» **WHAT THIS TASK INVOLVES**:
Each line from the one containing "where the sky" to the final line of the listing below must be transcribed exactly; all others are left out.

» **RECORDS FOR THIS EXERCISE**:

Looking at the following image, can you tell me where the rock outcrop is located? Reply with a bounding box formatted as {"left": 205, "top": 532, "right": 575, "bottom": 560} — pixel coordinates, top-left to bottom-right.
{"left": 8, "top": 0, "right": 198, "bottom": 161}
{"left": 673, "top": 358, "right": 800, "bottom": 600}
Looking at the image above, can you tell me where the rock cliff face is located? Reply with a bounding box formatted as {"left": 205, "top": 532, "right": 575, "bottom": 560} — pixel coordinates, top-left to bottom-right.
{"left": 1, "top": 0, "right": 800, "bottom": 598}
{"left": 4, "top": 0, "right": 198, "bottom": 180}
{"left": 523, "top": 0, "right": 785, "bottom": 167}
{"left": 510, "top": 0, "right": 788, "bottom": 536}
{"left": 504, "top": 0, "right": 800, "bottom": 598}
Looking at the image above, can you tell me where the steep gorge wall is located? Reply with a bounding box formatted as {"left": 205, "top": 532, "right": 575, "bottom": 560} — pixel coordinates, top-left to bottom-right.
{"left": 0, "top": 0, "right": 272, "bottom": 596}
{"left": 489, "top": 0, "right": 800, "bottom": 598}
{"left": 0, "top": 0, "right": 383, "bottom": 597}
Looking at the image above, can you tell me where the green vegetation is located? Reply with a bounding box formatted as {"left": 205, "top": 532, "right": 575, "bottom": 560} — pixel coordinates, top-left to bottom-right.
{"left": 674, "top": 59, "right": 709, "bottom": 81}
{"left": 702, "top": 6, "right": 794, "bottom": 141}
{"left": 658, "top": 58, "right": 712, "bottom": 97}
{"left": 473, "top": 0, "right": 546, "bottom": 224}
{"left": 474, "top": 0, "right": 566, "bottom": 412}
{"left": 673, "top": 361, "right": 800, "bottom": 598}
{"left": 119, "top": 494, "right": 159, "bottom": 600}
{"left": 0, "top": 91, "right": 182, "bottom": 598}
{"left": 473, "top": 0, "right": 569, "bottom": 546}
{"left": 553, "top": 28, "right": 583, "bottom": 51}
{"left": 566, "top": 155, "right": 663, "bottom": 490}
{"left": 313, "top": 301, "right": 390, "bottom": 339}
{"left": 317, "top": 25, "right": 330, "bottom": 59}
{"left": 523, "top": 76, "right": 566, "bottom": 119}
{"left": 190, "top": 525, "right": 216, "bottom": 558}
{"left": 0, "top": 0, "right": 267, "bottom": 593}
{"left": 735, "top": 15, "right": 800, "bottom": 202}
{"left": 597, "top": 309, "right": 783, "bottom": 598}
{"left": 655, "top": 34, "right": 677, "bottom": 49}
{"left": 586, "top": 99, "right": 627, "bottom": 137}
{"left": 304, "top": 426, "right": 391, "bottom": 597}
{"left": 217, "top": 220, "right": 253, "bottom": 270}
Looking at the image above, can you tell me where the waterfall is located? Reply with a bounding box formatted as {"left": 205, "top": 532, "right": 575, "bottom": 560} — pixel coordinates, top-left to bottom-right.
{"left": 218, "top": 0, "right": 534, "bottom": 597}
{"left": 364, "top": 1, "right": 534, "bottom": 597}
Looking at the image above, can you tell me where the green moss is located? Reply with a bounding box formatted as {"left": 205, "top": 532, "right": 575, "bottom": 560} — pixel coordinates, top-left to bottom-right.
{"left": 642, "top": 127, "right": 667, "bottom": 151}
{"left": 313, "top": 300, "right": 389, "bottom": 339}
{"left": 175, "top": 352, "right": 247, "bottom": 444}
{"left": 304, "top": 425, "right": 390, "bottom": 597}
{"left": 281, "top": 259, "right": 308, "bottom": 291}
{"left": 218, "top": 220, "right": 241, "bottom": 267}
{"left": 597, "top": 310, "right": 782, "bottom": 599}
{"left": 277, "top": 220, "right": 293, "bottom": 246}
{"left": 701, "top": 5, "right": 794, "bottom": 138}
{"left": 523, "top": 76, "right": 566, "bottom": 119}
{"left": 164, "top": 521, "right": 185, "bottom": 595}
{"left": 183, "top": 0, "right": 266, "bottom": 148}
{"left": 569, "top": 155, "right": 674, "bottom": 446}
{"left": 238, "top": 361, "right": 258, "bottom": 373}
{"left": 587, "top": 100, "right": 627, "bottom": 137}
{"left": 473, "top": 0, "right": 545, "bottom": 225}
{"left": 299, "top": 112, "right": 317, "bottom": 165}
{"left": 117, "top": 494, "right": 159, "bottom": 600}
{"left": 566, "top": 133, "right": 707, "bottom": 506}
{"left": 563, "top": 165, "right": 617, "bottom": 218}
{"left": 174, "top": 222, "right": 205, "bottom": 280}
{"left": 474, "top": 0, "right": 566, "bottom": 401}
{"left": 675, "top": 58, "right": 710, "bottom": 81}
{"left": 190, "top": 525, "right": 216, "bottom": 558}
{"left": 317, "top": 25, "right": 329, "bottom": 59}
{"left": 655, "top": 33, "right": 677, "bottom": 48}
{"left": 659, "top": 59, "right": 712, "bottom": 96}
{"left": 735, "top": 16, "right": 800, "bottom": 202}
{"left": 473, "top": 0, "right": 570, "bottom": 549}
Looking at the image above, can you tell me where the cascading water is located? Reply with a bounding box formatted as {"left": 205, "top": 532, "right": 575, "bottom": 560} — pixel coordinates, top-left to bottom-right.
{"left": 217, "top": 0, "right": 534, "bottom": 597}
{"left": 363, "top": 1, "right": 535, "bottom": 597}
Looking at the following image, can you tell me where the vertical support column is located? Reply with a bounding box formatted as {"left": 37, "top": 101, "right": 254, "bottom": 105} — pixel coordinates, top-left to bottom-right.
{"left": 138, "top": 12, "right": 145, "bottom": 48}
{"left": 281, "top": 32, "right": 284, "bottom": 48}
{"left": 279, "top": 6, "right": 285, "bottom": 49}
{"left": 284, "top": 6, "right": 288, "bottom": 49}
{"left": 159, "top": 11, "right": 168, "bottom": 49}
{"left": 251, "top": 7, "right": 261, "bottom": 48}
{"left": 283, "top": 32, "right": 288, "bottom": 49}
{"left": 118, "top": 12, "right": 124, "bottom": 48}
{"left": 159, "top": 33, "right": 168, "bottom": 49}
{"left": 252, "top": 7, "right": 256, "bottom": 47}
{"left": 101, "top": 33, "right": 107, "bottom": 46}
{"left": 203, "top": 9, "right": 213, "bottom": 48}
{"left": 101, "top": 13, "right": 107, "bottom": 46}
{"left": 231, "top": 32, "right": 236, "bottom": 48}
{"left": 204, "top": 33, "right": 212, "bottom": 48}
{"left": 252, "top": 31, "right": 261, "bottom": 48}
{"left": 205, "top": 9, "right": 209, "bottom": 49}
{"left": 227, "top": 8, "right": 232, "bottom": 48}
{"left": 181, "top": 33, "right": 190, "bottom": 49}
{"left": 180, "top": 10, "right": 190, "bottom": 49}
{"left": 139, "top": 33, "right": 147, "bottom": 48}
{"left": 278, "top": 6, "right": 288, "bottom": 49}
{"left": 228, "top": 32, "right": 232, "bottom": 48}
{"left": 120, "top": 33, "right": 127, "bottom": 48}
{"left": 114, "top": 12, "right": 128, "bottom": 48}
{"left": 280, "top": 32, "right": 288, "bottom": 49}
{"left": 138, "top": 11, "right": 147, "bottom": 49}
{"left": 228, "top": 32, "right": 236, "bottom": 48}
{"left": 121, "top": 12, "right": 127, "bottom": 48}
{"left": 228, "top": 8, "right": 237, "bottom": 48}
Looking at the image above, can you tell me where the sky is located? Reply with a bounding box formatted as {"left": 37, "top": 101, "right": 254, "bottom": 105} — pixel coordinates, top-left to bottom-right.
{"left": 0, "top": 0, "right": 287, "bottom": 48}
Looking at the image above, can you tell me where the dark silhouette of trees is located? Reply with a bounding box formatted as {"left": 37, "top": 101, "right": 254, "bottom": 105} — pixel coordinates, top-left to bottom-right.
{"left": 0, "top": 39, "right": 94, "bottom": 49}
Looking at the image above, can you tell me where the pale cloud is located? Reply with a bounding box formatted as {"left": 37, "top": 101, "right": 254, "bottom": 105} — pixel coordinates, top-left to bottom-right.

» **RESULT BELOW**:
Looking at the image above, can you tell me where the sky is located? Reply with a bounding box formatted as {"left": 37, "top": 101, "right": 254, "bottom": 105} — pixel coordinates, top-left to bottom-right.
{"left": 0, "top": 0, "right": 287, "bottom": 48}
Looking at the image above, can you tell me where the dark silhouette of trees is located? Reply with a bounding box formatted as {"left": 37, "top": 101, "right": 254, "bottom": 105} — pixel coordinates, top-left to bottom-right.
{"left": 0, "top": 39, "right": 94, "bottom": 49}
Looking at the image above, can you tell me where the pale cloud is located? Reply with a bounding box formatted as {"left": 37, "top": 101, "right": 254, "bottom": 105} — pixel coordinates, top-left to bottom-right.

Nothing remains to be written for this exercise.